Static single assignment (SSA) CFG
graph := array<block> block := tuple<preds, succs, phis, insts> phi := z := φ(x, y, ...) inst := z := const C | z := add x, y ... BB0: if x then BB1 else BB2 BB1: v0 := const 42; goto BB3 BB2: v1 := const 69; goto BB3 BB3: v2 := φ(v0,v1); v3:=addi t,1; ret v3
Phi is phony function: v2 is v0 if coming from first predecessor, or v1 from second predecessor
These days we still live in Fran Allen's world, but with a twist: we no longer model programs as graphs of assignments, but rather graphs of definitions. The introduction in the mid-80s of so-called "static single-assignment" (SSA) form graphs mean that instead of having two assignments to t, we would define two different values v0 and v1. Then later instead of reading the value of the storage location associated with t, we define v2 to be either v0 or v1: the former if we reach the use of t in BB3 from BB1, the latter if we are coming from BB2.
If you think on the machine level, in terms of what the resulting machine code will be, this either function isn't a real operation; probably register allocation will put v0, v1, and v2 in the same place, say $rax. The function linking the definition of v2 to the inputs v0 and v1 is purely notational; in a way, you could say that it is phony, or not real. But when the creators of SSA went to submit this notation for publication they knew that they would need something that sounded more rigorous than "phony function", so they instead called it a "phi" (φ) function. Really.
Refinement: phi variables are basic block args
graph := array<block> block := tuple<preds, succs, args, insts>
Inputs of phis implicitly computed from preds
BB0(a0): if a0 then BB1() else BB2() BB1(): v0 := const 42; BB3(v0) BB2(): v1 := const 69; BB3(v1) BB3(v2): v3 := addi v2, 1; ret v3
SSA is still where it's at, as a conventional solution to the IR problem. There have been some refinements, though. I learned of one of them from MLton; I don't know if they were first but they had the idea of interpreting phi variables as arguments to basic blocks. In this formulation, you don't have explicit phi instructions; rather the "v2 is either v1 or v0" property is expressed by v2 being a parameter of a block which is "called" with either v0 or v1 as an argument. It's the same semantics, but an interesting notational change.
Refinement: Control tail
Often nice to know how a block ends (e.g. to compute phi input vars)
graph := array<block> block := tuple<preds, succs, args, insts, control> control := if v then L1 else L2 | L(v, ...) | switch(v, L1, L2, ...) | ret v
One other refinement to SSA is to note that basic blocks consist of some number of instructions that can define values or have side effects but which otherwise exhibit fall-through control flow, followed by a single instruction that transfers control to another block. We might as well store that control instruction separately; this would let us easily know how a block ends, and in the case of phi block arguments, easily say what values are the inputs of a phi variable. So let's do that.
Block successors directly computable from control
Predecessors graph is inverse of successors graph
graph := array<block> block := tuple<args, insts, control>
Can we simplify further?

• **Data segment**
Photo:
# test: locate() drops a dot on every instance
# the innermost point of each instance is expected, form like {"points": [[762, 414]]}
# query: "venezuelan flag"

• **Exercise 1**
Name every form a block's control instruction can take in the grammar the static single assignment text gives for the control tail.
• **Exercise 2**
Answer from the static single assignment text, one answer per line, marked as the questions are:
(a) What constant does BB2 assign to v1?
(b) From what did the author learn of treating phi variables as arguments to basic blocks?
(c) What register does the text give as a place where register allocation might put v0, v1 and v2?
• **Exercise 3**
Carry the static single assignment text forward, picking up after its final sentence, "Can we simplify further?"

• **Task output 1**
- if v then L1 else L2
- L(v, ...)
- switch(v, L1, L2, ...)
- ret v

• **Task output 2**
(a) 69
(b) MLton
(c) $rax

• **Task output 3**
At this point we notice that we are repeating ourselves; the successors of a block can be computed directly from the block's terminal control instruction. Let's drop those as a distinct part of a block, because when you transform a program it's unpleasant to have to needlessly update something in two places.
While we're doing that, we note that the predecessors array is also redundant, as it can be computed from the graph of block successors. Here we start to wonder: am I simpliying or am I removing something that is fundamental to the algorithmic complexity of the various graph transformations that I need to do? We press on, though, hoping we will get somewhere interesting.
Basic blocks are annoying
Ceremony about managing insts; array or doubly-linked list?
Nonuniformity: “local” vs ‘`global’' transformations
Optimizations transform graph A to graph B; mutability complicates this task
- Desire to keep A in mind while making B
- Bugs because of spooky action at a distance
Recall that the context for this meander is Guile's compiler, which is written in Scheme. Scheme doesn't have expandable arrays built-in. You can build them, of course, but it is annoying. Also, in Scheme-land, functions with side-effects are conventionally suffixed with an exclamation mark; after too many of them, both the writer and the reader get fatigued. I know it's a silly argument but it's one of the things that made me grumpy about basic blocks.
If you permit me to continue with this introspection, I find there is an uneasy relationship between instructions and locations in an IR that is structured around basic blocks. Do instructions live in a function-level array and a basic block is an array of instruction indices? How do you get from instruction to basic block? How would you hoist an instruction to another basic block, might you need to reallocate the block itself?
And when you go to transform a graph of blocks... well how do you do that? Is it in-place? That would be efficient; but what if you need to refer to the original program during the transformation? Might you risk reading a stale graph?
It seems to me that there are too many concepts, that in the same way that SSA itself moved away from assignment to a more declarative language, that perhaps there is something else here that might be more appropriate to the task of a middle-end.
Basic blocks, phi vars redundant
Blocks: label with args sufficient; “containing” multiple instructions is superfluous
Unify the two ways of naming values: every var is a phi
graph := array<block> block := tuple<args, inst> inst := L(expr) | if v then L1() else L2() ... expr := const C | add x, y ...
I took a number of tacks here, but the one I ended up on was to declare that basic blocks themselves are redundant. Instead of containing an array of instructions with fallthrough control-flow, why not just make every instruction a control instruction? (Yes, there are arguments against this, but do come along for the ride, we get to a funny place.)
While you are doing that, you might as well unify the two ways in which values are named in a MLton-style compiler: instead of distinguishing between basic block arguments and values defined within a basic block, we might as well make all names into basic block arguments.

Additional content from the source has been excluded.